--- Supplied material ---

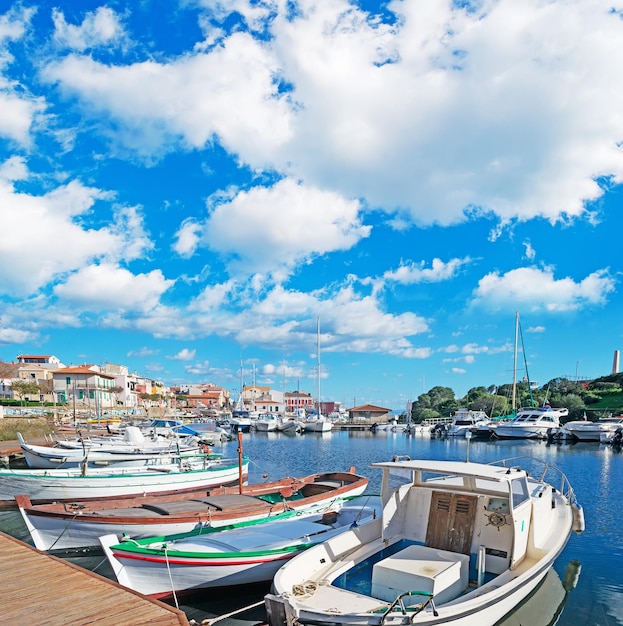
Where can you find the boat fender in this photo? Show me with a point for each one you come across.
(578, 518)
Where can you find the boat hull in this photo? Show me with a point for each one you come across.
(68, 485)
(163, 566)
(495, 556)
(79, 525)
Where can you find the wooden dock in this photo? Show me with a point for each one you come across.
(47, 591)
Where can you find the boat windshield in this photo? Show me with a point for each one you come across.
(520, 491)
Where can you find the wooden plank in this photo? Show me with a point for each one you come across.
(51, 592)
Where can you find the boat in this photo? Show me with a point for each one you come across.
(317, 422)
(266, 422)
(290, 425)
(530, 423)
(251, 552)
(614, 438)
(586, 430)
(464, 420)
(52, 457)
(79, 524)
(96, 483)
(458, 543)
(546, 604)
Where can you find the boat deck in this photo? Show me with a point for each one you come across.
(47, 591)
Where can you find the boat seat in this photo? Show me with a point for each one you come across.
(215, 503)
(341, 600)
(420, 568)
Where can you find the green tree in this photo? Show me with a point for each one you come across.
(23, 388)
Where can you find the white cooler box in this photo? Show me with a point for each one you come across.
(418, 568)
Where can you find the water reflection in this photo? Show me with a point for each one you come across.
(545, 605)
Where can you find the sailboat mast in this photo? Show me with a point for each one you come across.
(514, 398)
(318, 357)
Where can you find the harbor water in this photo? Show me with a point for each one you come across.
(586, 586)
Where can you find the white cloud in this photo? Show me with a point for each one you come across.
(494, 107)
(101, 27)
(59, 238)
(16, 335)
(14, 168)
(142, 352)
(187, 238)
(51, 218)
(270, 230)
(229, 92)
(502, 108)
(111, 287)
(184, 355)
(537, 289)
(530, 251)
(18, 107)
(411, 273)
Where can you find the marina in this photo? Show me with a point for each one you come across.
(594, 597)
(56, 593)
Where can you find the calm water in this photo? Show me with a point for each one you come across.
(595, 472)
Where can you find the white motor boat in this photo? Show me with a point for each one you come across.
(458, 543)
(530, 423)
(586, 430)
(315, 424)
(464, 420)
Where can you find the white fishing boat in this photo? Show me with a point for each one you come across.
(266, 423)
(315, 424)
(167, 566)
(586, 430)
(53, 457)
(530, 423)
(290, 425)
(105, 482)
(79, 524)
(614, 438)
(457, 543)
(464, 420)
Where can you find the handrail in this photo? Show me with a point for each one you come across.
(564, 486)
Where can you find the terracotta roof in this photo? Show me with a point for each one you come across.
(82, 369)
(370, 407)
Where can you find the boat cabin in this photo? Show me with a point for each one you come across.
(455, 526)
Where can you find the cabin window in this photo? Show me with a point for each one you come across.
(520, 491)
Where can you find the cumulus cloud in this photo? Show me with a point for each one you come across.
(184, 355)
(434, 115)
(59, 216)
(101, 27)
(15, 335)
(112, 287)
(230, 93)
(271, 230)
(19, 108)
(538, 290)
(411, 273)
(187, 238)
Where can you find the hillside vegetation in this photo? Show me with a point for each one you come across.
(597, 398)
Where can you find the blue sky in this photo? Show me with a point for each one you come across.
(187, 185)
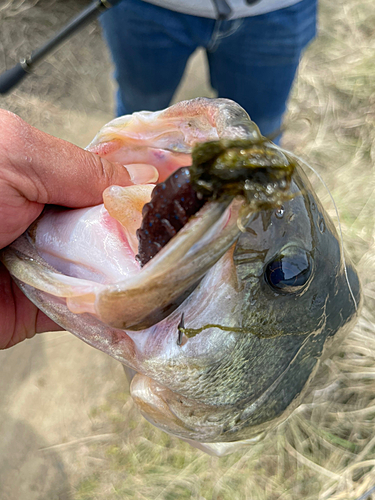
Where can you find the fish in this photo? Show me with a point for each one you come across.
(223, 328)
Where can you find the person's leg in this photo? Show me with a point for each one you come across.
(256, 64)
(150, 47)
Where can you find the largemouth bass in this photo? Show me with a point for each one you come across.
(223, 329)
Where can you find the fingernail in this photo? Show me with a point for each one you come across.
(142, 173)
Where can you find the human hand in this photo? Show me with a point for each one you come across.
(37, 169)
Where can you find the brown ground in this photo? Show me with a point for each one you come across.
(67, 431)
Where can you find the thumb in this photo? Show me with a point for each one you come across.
(54, 171)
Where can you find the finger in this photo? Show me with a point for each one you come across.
(54, 171)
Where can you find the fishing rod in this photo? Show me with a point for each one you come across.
(13, 76)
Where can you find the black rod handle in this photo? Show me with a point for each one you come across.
(13, 76)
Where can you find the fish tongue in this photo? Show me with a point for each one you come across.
(125, 204)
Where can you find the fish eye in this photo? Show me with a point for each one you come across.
(290, 271)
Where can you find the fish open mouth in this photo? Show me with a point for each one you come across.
(161, 247)
(211, 244)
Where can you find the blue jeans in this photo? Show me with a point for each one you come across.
(251, 60)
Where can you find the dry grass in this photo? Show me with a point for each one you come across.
(326, 449)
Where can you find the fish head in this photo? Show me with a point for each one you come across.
(255, 329)
(225, 327)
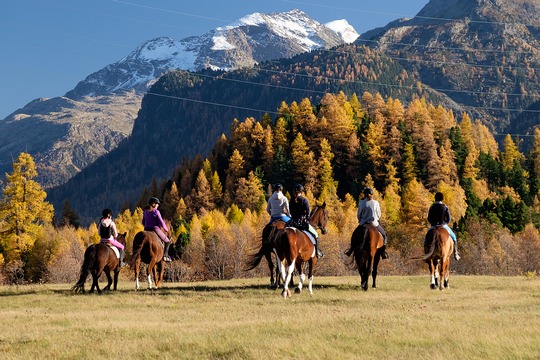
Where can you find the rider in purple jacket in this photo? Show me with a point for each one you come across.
(153, 221)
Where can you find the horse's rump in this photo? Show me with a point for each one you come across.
(363, 235)
(438, 244)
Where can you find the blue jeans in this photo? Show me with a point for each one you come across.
(450, 231)
(281, 217)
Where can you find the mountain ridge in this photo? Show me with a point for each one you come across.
(70, 120)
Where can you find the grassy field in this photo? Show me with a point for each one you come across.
(479, 317)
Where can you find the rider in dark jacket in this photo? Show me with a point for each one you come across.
(299, 208)
(439, 215)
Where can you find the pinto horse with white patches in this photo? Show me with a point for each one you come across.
(266, 250)
(438, 249)
(294, 247)
(149, 249)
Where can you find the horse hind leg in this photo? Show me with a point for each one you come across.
(298, 288)
(273, 281)
(286, 292)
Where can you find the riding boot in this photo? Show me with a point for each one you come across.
(318, 251)
(166, 252)
(456, 254)
(122, 255)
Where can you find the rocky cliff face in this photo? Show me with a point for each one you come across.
(66, 135)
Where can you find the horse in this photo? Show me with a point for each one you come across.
(366, 242)
(99, 259)
(148, 248)
(438, 250)
(266, 250)
(293, 248)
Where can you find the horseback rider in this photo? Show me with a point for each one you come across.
(152, 221)
(300, 215)
(439, 215)
(369, 212)
(278, 205)
(108, 233)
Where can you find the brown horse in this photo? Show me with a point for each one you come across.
(148, 248)
(266, 250)
(366, 242)
(438, 250)
(293, 248)
(99, 259)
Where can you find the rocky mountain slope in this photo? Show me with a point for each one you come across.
(66, 134)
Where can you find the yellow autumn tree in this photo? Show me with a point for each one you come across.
(416, 202)
(23, 209)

---

Task directions:
Leave out the pictures and give the rest of the records again exactly.

The reply:
Where can you find the boat fender in this photo? Show me with a point for each one you come across.
(578, 518)
Where can you find the boat hull in this photo? Show me with a point for each one you come across.
(68, 485)
(163, 566)
(495, 556)
(79, 525)
Where can you find the wooden dock in this photo? Show me with a point for each one you come across.
(47, 591)
Where can you find the boat windshield in this photo? Show me with a point for each one you come across.
(520, 491)
Where can you find the wooden plank in this photo? Show me with a point for each one you come across.
(51, 592)
Where can you find the boat in this photo? Show me with a point for each one you come across.
(317, 422)
(266, 422)
(290, 425)
(530, 423)
(251, 552)
(614, 438)
(586, 430)
(464, 420)
(52, 457)
(79, 524)
(96, 483)
(458, 543)
(546, 604)
Where can you find the boat deck in this photo? Show me with a point for each one you come across.
(47, 591)
Where can you find the boat seat in this photo? Show me with a point for each one you come across.
(215, 503)
(341, 600)
(420, 568)
Where can you find the green tree in this photo? Show me with a point for each one you come across.
(23, 388)
Where can you find the white cooler box in this photo? Show me with a point for each one you come across.
(418, 568)
Where can you find the water reflection in this photo? Show me with a point for each one you come across.
(545, 605)
Where can you find the sailboat mast in this photo? Show me with a point for each one you come across.
(514, 398)
(318, 357)
Where can you find the harbor water in this photo? Show me with a point for each one you come across.
(586, 586)
Where can you find the white cloud in this photo? Show me with a point for each one you come across.
(494, 107)
(101, 27)
(59, 238)
(16, 335)
(14, 168)
(142, 352)
(187, 238)
(51, 218)
(270, 230)
(229, 92)
(502, 108)
(111, 287)
(184, 355)
(537, 289)
(530, 251)
(18, 107)
(411, 273)
Where can you find the marina in this photo? Show me with a point for each one you come across.
(594, 597)
(56, 593)
Where can you find the calm water in this photo? Show me with a point for each one you come across.
(595, 472)
Where can you find the white motor boat in this photo? Show me with a point for each one you come across.
(458, 543)
(530, 423)
(586, 430)
(315, 424)
(464, 420)
Where can you find the white fishing boat in this photo? Show me with a point for each one you come across.
(266, 423)
(315, 424)
(167, 566)
(586, 430)
(53, 457)
(530, 423)
(290, 425)
(105, 482)
(79, 524)
(614, 438)
(457, 543)
(464, 420)
Where can you find the handrail in this photo? Show me with a point for each one you come across.
(564, 486)
Where can you find the terracotta roof in this photo? Show me with a point for each one you come across.
(82, 369)
(370, 407)
Where can you find the boat cabin in this photo? Show me with a point for each one you come across.
(455, 526)
Where can you find the cabin window in this photo? Show me with a point for each one you come across.
(520, 491)
Where can you find the cumulus cloud in this photo? Show me with a point for each one you come across.
(184, 355)
(434, 115)
(59, 216)
(101, 27)
(15, 335)
(112, 287)
(230, 93)
(271, 230)
(19, 108)
(538, 290)
(411, 273)
(187, 238)
Where can you find the hillside vegetation in this photo? Show me with a point for each one you come across.
(597, 398)
Where can you find the blue sky in this photo? Show me with a point for each one you come across.
(187, 185)
Where can you find the fish in this photo? Show me with a point for each one you come across.
(223, 328)
Where can you find the person's leg in this photo? Show me with a point for each one you come across.
(256, 64)
(150, 47)
Where can you find the largemouth bass in this photo? Show me with a point for each one you come across.
(223, 329)
Where can you find the fingernail in this photo? Show me with a point for each one you come across.
(142, 173)
Where can you find the human hand in this photo? Show me with a point for each one you come across.
(37, 169)
Where can you find the brown ground in this photo? Show me with a point for each one you come across.
(67, 431)
Where can you find the thumb in this photo? Show me with a point for each one you come across.
(54, 171)
Where can you find the finger in this photo? Show me with a point for each one you come across.
(54, 171)
Where can you find the fishing rod in this photo? Show me with a point for each one you come across.
(13, 76)
Where can you find the black rod handle in this photo? Show me with a point for each one you come across.
(13, 76)
Where can you find the fish tongue in this photo? Show me with a point for each one you come across.
(125, 204)
Where can you find the fish eye in this photo? Show me with a point for each one you come across.
(290, 271)
Where can you find the fish open mouth in this photo? Show me with a point for each one you come across.
(161, 247)
(211, 244)
Where can you find the blue jeans in this photo? Show me with a point for each one you come across.
(251, 60)
Where can you find the dry grass in this photo? Show me with a point for each one you come across.
(326, 449)
Where can you find the fish head in this photo? Show me with a point for each one you come across.
(255, 329)
(225, 327)
Where can you find the rider in purple jacket in this photo? Show me with a point for each one you come across.
(153, 221)
Where can you find the horse's rump in this photo? Show me with a point for each one you come across.
(363, 235)
(438, 244)
Where can you find the blue jeans in this photo? Show me with a point for each one you come across.
(450, 231)
(281, 217)
Where can you find the mountain ridge in this photo? Show me with a point for each one you come across.
(70, 120)
Where can you find the grassy field in this photo? Show me with a point for each one you come across.
(479, 317)
Where can you find the rider in dark jacket in this photo? Show me with a point for each one you come across.
(299, 208)
(439, 215)
Where can you find the pinto horse with white patches in this photo? Show me with a point for each one you come across.
(266, 250)
(438, 249)
(294, 247)
(149, 249)
Where can you find the horse hind leg in this photo? Show me with a point for each one you come across.
(298, 288)
(273, 281)
(286, 292)
Where can you find the riding boot in this photo? Show me with a point for each one you come across.
(318, 251)
(166, 252)
(456, 254)
(122, 255)
Where can you find the rocky cliff face in this photo? Show me with a point for each one you come across.
(66, 135)
Where can you find the horse in this photo? Show me with a point for each one you come across.
(366, 242)
(99, 259)
(148, 248)
(438, 250)
(266, 250)
(293, 248)
Where can you find the horseback rider in this photo? Show me with a point for each one you come across.
(152, 221)
(300, 215)
(439, 215)
(369, 212)
(278, 205)
(108, 233)
Where can you find the brown horse in this photo? Show me with a point for each one you come across.
(148, 248)
(266, 250)
(366, 242)
(438, 250)
(293, 248)
(99, 259)
Where can you find the rocky mountain slope in this photo? Show me with a point for each one you come across.
(66, 134)
Where can you find the yellow autumn tree in this photo? Show me with a point for each one you come across.
(416, 202)
(23, 209)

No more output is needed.